-- Begin DATASET RECORDS --
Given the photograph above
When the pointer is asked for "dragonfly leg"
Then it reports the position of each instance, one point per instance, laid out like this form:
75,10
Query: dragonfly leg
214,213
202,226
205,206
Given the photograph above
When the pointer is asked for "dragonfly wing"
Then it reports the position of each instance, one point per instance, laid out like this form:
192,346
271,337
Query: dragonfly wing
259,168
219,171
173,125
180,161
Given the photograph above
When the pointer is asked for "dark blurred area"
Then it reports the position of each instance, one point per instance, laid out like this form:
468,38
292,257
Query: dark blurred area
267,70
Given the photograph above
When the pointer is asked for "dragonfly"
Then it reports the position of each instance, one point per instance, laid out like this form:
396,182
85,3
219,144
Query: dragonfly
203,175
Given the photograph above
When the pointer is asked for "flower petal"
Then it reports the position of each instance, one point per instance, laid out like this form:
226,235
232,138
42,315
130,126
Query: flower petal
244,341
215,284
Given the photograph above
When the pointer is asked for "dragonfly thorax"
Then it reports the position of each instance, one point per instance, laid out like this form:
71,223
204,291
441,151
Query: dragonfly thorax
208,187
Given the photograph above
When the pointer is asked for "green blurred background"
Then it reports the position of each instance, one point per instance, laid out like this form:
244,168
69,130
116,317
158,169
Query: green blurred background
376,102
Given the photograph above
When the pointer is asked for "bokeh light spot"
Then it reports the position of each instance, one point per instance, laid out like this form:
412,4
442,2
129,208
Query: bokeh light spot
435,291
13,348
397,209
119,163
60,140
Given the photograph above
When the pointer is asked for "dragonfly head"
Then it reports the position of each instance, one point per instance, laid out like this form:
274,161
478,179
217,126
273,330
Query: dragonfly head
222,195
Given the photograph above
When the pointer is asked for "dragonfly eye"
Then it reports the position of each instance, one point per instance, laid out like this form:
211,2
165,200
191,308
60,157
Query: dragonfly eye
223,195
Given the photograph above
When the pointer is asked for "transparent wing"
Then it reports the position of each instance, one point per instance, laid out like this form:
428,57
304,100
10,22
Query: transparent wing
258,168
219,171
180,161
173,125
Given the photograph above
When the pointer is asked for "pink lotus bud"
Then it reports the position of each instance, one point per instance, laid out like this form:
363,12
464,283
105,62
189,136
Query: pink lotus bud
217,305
-- End DATASET RECORDS --
All of the data shown above must be copied exactly.

* _THE RESULT_
Given the photograph above
When the pointer is asked for "dragonfly leg"
Then it reports the position of each instance, one point per instance, laid out like this form:
75,10
Query: dragonfly leg
214,213
202,226
205,206
Given the photograph above
When the pointer is asked for "dragonfly wing"
Then it reports the position of each instance, one point per instance, laid out like this form:
192,346
271,337
Query: dragonfly wing
259,168
219,171
173,125
180,161
Given the photograph above
When the pointer is asked for "dark blurred area"
Then it reports the position of each instance, one point per instance, laid out like this form:
468,38
292,257
Query: dark blurred area
267,70
Given the photograph above
When the pointer is asked for "dragonfly"
Then it reports the position of each instance, one point per instance, laid out like this form:
396,182
85,3
219,144
Query: dragonfly
203,175
Given the photograph above
When the pointer is asked for "flower petal"
Then it reports the position of each instance, one point per instance, laid out like this form:
226,235
232,138
42,315
130,126
Query: flower petal
244,341
215,284
Given the photograph above
When the pointer is asked for "dragonfly thorax"
Then it reports the position of each instance, one point per instance, laid out like this form:
71,223
204,291
441,151
Query: dragonfly thorax
208,187
Given the photograph above
When the pointer is asked for "green blurred background"
Then it reports the position of each instance, one point per instance, laid out like this form:
244,168
69,130
116,317
158,169
Query: green blurred background
376,102
Given the photograph above
When the pointer is asked for "bokeh light spot"
Then it reports the position of each instance, one point per instance, laid out like this form:
412,4
442,2
129,208
Query: bokeh light spot
435,291
13,348
397,209
119,163
60,140
Given the photograph above
When the pointer is asked for "dragonfly head"
Then it reports the position of each instance, one point per instance, laid out like this form:
274,161
478,179
217,126
273,330
Query: dragonfly head
222,195
Given the photograph above
When the pointer is asked for "dragonfly eye"
Then it reports the position of each instance, one point per instance, laid out like this form:
211,2
165,200
191,308
60,157
Query: dragonfly eye
223,195
Given the photograph above
When the pointer is asked for "transparent wing"
Then it reports the position of each instance, one point per instance, laid out like this form:
428,57
304,100
10,22
Query: transparent wing
258,168
219,171
180,161
173,125
Given the photograph above
When the pointer is asked for "pink lotus bud"
Then it reports the position of each instance, one point per instance, laid out like this form:
363,12
464,283
105,62
189,136
Query: pink lotus bud
217,305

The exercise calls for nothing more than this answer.